[BEGIN TEXT SHOWN]

This is the notebook where I pull the list of probable pitchers from b-ref

In [1]:
import warnings
warnings.simplefilter(action='ignore', category=FutureWarning)

import matplotlib.pyplot as plt
import pandas as pd
import requests
import urllib.request
import numpy as np
import math
from datetime import date

from bs4 import BeautifulSoup

In [2]:
# Request setup
url = "https://www.baseball-reference.com/previews/"

with urllib.request.urlopen(url) as response:
    html = response.read()

soup = BeautifulSoup(html, 'html.parser')


In [3]:
# Get the list of probables
probables = []
probables = pd.DataFrame()

# We're going to loop through this list of matchups
matchups = soup.find_all('div', class_='game_summary nohover')

# For each matchup in the full list of matchups
for matchup in matchups:
    # Get the first pitcher's name
    p1_name = matchup.find_all('a')[3].text
    
    # Get the first pitcher's code
    try: p1_code = matchup.find_all('a')[3].get('href').split("/")[5].split(".")[0]
    except: p1_code = np.nan
    
    # Get the first pitcher's team
    team1 = matchup.find_all('strong')[0].text

    # Get the second pitcher's name
    p2_name = matchup.find_all('a')[4].text
    
    # Get the second pitcher's code
    try: p2_code = matchup.find_all('a')[4].get('href').split("/")[5].split(".")[0]
    except: p2_code = np.nan
    
    # Get the second pitcher's team
    # Had to add a function that handles if there is a debut in the matchup,
    # Which would otherwise change the list of 'strong' divs in the matchup
    debut_adj = math.ceil(len(matchup.find_all('strong'))/2)

[END TEXT SHOWN]

§ **REQUIRED ACTIONS**
(a) List every line in the entries below that contains the word "parking".
(b) Pick up the probable-pitchers scraping notebook above right after its final line and keep writing its code.

[BEGIN INFORMATION SUPPLIED]

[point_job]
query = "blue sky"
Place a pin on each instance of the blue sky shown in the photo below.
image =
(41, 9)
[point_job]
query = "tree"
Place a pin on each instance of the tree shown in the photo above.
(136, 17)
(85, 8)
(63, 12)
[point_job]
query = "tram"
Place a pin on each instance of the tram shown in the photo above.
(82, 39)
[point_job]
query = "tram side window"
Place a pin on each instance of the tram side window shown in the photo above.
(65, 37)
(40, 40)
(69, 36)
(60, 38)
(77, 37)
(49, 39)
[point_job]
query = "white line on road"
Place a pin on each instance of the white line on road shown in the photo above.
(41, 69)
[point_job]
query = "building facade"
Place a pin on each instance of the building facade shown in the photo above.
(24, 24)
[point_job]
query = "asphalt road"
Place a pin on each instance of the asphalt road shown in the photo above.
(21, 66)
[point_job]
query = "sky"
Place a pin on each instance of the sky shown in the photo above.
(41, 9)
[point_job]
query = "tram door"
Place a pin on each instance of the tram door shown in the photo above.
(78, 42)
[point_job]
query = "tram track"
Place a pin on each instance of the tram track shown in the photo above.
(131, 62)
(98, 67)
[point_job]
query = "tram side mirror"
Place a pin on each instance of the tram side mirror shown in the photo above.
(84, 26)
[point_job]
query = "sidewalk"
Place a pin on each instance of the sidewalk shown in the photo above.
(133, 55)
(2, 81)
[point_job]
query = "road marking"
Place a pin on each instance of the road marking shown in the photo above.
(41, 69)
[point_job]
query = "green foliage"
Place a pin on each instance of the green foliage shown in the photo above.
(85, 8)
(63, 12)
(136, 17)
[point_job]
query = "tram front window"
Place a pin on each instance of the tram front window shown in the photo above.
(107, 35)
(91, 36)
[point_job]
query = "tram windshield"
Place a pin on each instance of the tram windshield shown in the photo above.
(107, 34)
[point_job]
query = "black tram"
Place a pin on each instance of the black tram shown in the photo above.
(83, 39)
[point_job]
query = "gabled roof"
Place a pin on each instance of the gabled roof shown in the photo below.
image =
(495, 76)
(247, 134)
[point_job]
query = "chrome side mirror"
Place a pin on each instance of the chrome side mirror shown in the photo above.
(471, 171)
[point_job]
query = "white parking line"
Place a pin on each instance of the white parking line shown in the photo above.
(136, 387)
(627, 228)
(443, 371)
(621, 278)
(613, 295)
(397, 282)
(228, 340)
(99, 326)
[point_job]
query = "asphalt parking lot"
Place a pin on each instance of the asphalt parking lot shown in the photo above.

[END INFORMATION SUPPLIED]

§ **ANSWER SET**
(a)
query = "white parking line"
Place a pin on each instance of the white parking line shown in the photo above.
query = "asphalt parking lot"
Place a pin on each instance of the asphalt parking lot shown in the photo above.

(b)
    team2 = matchup.find_all('strong')[debut_adj].text

    # Create a dictionary for the first pitcher and their matchup
    pitcher1 = {
        'date':date.today(),
        'name':p1_name,
        'code':p1_code,
        'for':team1,
        'against':team2
    }

    # Create a dictionary for the second pitcher and their matchup
    pitcher2 = {
        'date':date.today(),
        'name':p2_name,
        'code':p2_code,
        'for':team2,
        'against':team1
    }

    # Put both pitchers into a list of probable matchups, separately
    probables = probables.append(pitcher1, ignore_index=True)
    probables = probables.append(pitcher2, ignore_index=True)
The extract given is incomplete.